WHAT THE TASK REQUIRES: Go through the data below and count every line that has the word "tree". Return only the count.

RECORDS TO PROCESS:
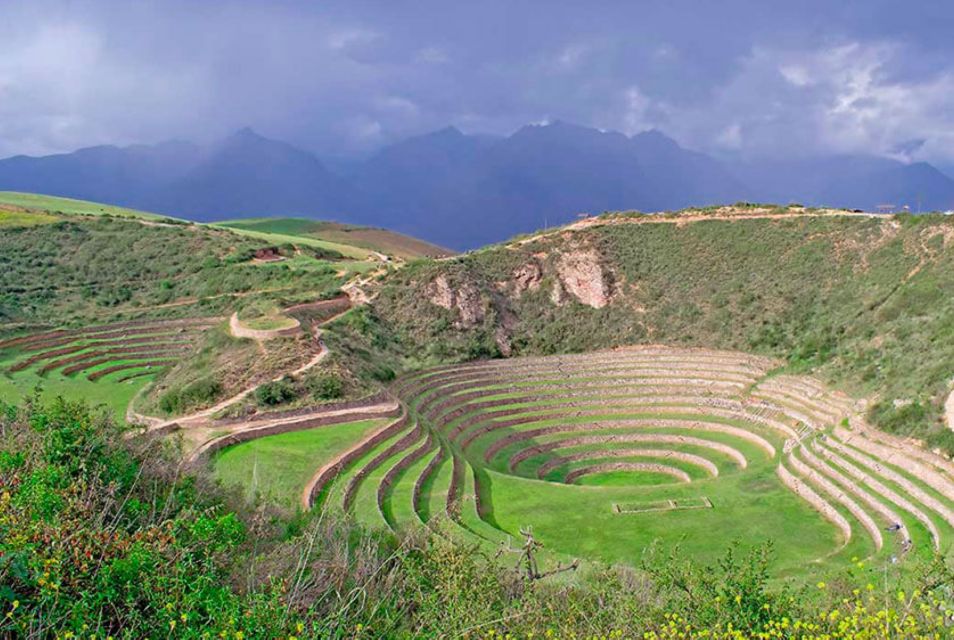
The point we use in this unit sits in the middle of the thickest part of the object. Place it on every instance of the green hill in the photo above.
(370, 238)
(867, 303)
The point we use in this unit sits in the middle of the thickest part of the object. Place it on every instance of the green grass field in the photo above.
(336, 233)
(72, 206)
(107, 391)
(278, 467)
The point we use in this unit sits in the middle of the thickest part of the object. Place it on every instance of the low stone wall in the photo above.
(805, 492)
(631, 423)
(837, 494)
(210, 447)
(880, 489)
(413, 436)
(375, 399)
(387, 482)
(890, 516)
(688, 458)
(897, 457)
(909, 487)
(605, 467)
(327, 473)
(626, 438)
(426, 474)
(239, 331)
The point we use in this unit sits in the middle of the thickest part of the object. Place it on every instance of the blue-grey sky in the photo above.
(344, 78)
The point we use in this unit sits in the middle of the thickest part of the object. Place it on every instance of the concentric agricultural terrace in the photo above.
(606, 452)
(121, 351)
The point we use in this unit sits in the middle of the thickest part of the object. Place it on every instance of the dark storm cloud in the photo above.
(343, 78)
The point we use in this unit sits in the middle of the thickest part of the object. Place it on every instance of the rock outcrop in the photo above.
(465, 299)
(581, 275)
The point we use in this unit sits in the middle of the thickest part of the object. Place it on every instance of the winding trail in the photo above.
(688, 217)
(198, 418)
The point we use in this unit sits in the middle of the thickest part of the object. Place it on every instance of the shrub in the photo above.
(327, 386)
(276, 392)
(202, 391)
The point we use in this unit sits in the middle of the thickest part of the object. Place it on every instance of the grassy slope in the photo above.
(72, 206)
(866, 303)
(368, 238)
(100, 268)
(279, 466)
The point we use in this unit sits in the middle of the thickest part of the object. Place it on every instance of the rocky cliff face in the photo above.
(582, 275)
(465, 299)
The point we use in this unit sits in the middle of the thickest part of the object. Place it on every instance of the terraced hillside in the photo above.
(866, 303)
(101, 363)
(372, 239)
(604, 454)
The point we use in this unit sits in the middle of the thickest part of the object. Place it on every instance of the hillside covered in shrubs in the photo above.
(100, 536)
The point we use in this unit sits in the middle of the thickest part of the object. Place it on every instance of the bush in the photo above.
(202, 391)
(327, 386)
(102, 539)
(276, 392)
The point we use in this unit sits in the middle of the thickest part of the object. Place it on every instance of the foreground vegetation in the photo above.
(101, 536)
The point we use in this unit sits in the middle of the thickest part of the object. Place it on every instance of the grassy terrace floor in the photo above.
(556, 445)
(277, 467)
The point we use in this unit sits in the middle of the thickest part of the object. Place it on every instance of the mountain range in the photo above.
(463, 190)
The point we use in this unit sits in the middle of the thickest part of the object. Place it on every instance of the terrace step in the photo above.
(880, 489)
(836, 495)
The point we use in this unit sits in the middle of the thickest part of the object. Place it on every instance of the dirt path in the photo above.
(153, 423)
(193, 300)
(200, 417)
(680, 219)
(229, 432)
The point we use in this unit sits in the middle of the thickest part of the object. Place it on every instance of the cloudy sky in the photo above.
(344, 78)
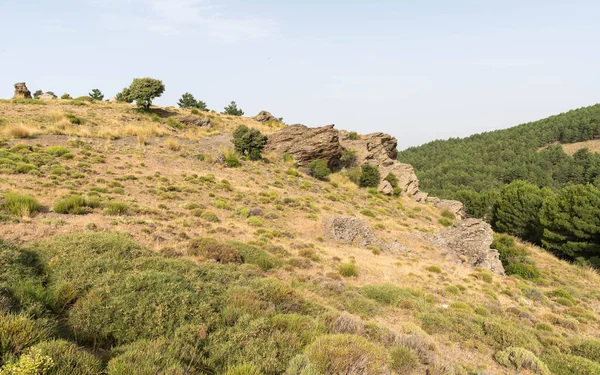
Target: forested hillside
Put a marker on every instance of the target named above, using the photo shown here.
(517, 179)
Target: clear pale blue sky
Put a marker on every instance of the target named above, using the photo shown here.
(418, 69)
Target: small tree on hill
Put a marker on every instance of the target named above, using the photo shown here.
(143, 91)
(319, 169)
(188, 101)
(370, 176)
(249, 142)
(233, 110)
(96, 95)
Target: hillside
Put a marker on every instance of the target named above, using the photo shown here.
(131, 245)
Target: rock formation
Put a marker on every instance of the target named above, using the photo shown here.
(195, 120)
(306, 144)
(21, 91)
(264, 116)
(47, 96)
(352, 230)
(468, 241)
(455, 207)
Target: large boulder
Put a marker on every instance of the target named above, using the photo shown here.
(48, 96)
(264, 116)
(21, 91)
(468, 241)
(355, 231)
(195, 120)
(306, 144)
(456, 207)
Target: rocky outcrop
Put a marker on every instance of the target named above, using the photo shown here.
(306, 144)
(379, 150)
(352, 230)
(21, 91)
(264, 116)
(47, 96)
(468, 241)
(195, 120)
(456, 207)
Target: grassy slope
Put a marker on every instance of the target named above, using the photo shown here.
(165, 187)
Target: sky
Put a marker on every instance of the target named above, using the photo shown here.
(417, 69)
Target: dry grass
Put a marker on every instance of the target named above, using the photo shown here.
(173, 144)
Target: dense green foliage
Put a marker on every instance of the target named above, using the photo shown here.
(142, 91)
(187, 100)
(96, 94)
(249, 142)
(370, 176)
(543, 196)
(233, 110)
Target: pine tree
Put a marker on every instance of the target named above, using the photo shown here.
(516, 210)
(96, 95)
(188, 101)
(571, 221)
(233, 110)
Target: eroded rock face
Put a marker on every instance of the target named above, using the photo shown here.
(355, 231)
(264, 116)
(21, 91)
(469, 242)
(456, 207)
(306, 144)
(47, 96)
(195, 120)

---

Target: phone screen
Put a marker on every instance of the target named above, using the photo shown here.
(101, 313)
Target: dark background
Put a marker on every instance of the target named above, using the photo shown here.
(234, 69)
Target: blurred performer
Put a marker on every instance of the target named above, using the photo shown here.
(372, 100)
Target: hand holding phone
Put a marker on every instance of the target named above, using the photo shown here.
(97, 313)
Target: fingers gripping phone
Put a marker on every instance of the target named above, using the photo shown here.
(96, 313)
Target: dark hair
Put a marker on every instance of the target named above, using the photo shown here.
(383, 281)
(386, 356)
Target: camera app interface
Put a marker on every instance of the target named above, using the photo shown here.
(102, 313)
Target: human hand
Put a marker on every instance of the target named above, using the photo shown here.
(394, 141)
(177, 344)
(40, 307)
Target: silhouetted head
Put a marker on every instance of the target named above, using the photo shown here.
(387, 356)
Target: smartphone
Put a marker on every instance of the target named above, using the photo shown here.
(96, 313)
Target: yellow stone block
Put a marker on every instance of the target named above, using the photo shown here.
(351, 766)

* * *

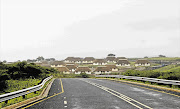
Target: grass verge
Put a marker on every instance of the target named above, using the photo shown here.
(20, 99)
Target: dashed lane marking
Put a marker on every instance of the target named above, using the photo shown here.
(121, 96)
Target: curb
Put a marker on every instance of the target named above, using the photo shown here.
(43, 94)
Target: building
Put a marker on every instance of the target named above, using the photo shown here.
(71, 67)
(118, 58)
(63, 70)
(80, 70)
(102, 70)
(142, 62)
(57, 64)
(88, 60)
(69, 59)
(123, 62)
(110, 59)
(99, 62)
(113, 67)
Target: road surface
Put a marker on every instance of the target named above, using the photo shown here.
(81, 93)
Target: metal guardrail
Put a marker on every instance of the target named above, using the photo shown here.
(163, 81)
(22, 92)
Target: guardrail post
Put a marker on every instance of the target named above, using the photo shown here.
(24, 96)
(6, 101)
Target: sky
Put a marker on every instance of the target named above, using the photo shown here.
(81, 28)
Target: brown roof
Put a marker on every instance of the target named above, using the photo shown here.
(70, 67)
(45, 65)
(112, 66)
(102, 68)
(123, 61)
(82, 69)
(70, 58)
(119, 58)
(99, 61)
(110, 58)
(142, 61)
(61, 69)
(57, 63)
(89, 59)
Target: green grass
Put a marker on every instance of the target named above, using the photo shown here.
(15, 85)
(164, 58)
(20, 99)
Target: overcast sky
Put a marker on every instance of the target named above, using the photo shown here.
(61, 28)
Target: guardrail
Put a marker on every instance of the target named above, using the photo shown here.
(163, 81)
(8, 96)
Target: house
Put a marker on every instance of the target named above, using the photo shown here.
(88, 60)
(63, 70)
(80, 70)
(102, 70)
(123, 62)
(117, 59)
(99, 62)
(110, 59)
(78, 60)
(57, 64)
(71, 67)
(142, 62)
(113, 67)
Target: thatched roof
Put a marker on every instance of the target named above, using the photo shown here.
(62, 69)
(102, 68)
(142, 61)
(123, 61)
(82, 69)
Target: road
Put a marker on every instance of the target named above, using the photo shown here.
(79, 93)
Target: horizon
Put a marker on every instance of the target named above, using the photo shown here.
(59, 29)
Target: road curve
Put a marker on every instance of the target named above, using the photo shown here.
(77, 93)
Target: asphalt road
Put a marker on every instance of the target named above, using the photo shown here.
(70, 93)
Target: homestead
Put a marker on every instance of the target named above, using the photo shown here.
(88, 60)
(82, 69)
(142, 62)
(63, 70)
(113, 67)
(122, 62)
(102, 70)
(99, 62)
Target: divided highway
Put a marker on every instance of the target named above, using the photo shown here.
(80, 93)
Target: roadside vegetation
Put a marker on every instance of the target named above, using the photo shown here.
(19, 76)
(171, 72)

RESPONSE AREA: 2